Source passage
A new Jekyll site out of the box uses a default gem-based theme called Minima. However you can choose from one of many custom themes supported by GitHub Pages: official Jekyll themes, as well as open source Jekyll themes hosted on GitHub.

I was recently switching a theme for my blog from Minima to Cayman and found it not very obvious. Although there are a lot of instructions available on the Internet, I spent a couple of hours dealing with various errors during the switch. Thus I decided to write a post about switching Jekyll theme, hope it will help you to save some time.


Make sure you have Jekyll installed (if not, follow the installation instructions). As we are going to use GitHub Pages, make sure you have created a GitHub repository with a name username.github.io. For example, my repository is sergodeeva.github.io.

Update gems

Navigate to Gemfile in the root directory of your Jekyll site, remove gem jekyll and add github-pages gem:

# gem "jekyll", "~> 3.6.2"
gem "github-pages", group: :jekyll_plugins

Run bundle update command in Terminal to update all gems.

Create layouts

Default Jekyll theme Minima has 4 layouts that are used on different pages of your blog:

  • default.html - The base layout that lays the foundation for subsequent layouts.
  • home.html — The layout for your home-page.
  • page.html — The layout for pages such as About, Contacts etc.
  • post.html — The layout for your blog posts.

Whenever you switch to a new theme, the new theme might have a different set of layouts. For example, Cayman theme that I switched to only had default.html layout. That is why after a switch from Minima to Cayman there was a blank page instead of my blog’s homepage (because home.html layout was missing).

To solve issue with missing layouts, in your blog’s root directory create a _layouts folder, and inside that folder create 4 layout files. Here is an example of my layouts.

Create includes

If you have some code snippets that you want to include in multiple layouts of your site, save the snippets as include files and insert them where required, by using the include tag. Using includes also improves the readability of your layouts’ code.

Create _includes folder in the root directory of your site, and place includes files inside. For example, I created the following includes: head.html, header.html, footer.html. Here is an example of my includes.

Data listing
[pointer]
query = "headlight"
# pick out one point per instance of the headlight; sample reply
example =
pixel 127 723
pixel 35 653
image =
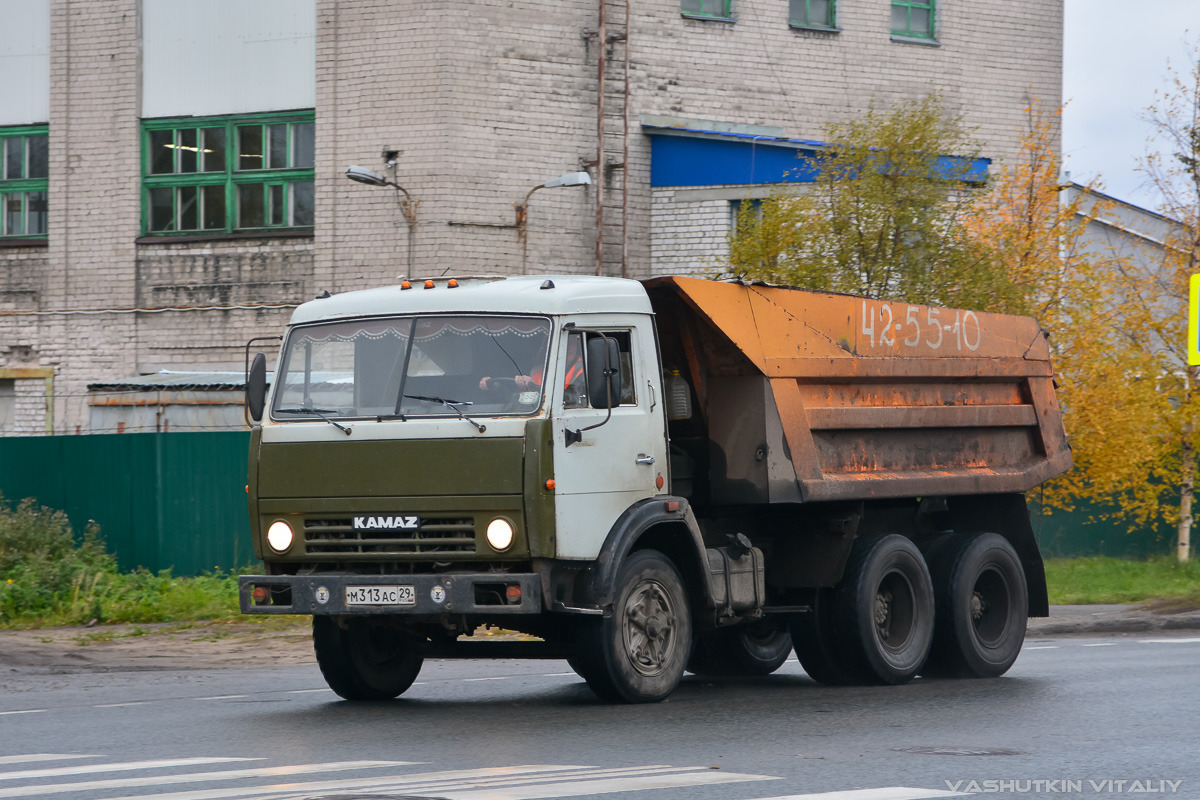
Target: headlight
pixel 499 534
pixel 280 536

Work instructions
a - According to the Jekyll theme post, which layout was the only one the Cayman theme had?
b - Retype the passage of the Jekyll theme post starting with "Update gems" and going on through "update all gems.".
Rely only on the Jekyll theme post for what comes next.

Solutions by task
a - The Cayman theme only had the default.html layout.

b -
Update gems

Navigate to Gemfile in the root directory of your Jekyll site, remove gem jekyll and add github-pages gem:

# gem "jekyll", "~> 3.6.2"
gem "github-pages", group: :jekyll_plugins

Run bundle update command in Terminal to update all gems.